Provided passage Start Marker

Hmmm. Mixed bag from me this week I am afraid.
On one hand, I have been increasing my running this week, the longest I did was 5.5k and I am loving how each week I can feel my progress towards that 10k in July. *eyes on the prize*
Conversely, my endo has been so bad this week there are days (like today) where I am sofa bound in agony, having to get help with my bubs.
Yesterday I was supermum, in Tescos for 8am, seeing friends for playdates, feeding ducks, playing in garden, being a normal, functioning mum. Today I can barely walk and am exhausted with pain.
I really want this to end.

Provided passage End Marker
Data extracts Start Marker

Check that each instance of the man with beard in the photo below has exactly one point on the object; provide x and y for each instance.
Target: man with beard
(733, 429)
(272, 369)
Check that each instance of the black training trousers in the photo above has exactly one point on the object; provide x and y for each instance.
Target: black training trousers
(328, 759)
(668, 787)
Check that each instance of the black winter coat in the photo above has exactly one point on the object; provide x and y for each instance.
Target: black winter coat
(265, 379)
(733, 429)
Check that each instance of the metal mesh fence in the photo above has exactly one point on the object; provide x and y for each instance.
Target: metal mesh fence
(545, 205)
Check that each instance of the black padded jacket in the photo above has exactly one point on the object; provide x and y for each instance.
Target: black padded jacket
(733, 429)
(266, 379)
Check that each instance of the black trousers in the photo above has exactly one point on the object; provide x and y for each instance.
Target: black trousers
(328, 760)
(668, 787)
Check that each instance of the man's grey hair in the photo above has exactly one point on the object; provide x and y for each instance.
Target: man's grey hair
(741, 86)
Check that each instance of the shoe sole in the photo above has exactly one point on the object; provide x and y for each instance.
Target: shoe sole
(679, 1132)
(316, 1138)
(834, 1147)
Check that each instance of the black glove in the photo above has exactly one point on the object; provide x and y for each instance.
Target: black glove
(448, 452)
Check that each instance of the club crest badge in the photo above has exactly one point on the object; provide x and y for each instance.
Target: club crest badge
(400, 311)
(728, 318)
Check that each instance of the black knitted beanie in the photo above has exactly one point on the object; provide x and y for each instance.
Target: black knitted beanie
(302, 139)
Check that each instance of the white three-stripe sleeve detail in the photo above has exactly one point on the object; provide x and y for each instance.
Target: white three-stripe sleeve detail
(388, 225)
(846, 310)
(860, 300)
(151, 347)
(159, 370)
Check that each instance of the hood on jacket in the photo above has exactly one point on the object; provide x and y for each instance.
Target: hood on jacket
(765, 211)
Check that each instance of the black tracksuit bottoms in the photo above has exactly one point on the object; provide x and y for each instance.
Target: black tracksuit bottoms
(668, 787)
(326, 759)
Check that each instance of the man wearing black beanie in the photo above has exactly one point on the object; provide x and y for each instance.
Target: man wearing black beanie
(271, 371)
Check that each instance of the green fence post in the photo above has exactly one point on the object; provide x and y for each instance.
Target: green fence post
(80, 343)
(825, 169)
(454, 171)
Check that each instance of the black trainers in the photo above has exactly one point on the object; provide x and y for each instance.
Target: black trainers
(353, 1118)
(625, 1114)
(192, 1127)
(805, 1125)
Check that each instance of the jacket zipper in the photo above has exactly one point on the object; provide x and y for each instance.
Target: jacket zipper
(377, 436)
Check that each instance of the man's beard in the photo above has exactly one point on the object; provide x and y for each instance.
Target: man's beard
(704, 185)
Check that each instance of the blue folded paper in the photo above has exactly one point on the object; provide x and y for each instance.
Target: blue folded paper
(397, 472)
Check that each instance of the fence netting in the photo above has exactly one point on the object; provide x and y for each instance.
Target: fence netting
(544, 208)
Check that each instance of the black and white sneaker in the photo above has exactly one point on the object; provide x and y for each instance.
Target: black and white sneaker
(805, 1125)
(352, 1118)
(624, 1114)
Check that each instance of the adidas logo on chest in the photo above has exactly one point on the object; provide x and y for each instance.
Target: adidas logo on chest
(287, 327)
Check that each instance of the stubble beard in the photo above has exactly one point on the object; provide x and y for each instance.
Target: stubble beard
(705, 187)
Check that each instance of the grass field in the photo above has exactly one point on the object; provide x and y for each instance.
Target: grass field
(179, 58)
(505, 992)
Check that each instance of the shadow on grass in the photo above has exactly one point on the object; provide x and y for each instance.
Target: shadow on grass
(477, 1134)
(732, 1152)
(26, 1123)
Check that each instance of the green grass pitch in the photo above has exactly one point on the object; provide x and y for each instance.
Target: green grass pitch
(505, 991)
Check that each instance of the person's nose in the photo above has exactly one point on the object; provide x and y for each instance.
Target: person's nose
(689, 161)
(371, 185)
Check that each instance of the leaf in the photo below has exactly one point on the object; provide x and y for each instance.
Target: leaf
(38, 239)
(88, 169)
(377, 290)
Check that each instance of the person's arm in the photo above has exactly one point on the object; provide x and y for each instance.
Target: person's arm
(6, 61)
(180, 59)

Data extracts End Marker

# Your assignment
Extract the full text above about running and a hard week with endo, reproducing every word and punctuation mark unchanged.

# Solution to this task
Hmmm. Mixed bag from me this week I am afraid.
On one hand, I have been increasing my running this week, the longest I did was 5.5k and I am loving how each week I can feel my progress towards that 10k in July. *eyes on the prize*
Conversely, my endo has been so bad this week there are days (like today) where I am sofa bound in agony, having to get help with my bubs.
Yesterday I was supermum, in Tescos for 8am, seeing friends for playdates, feeding ducks, playing in garden, being a normal, functioning mum. Today I can barely walk and am exhausted with pain.
I really want this to end.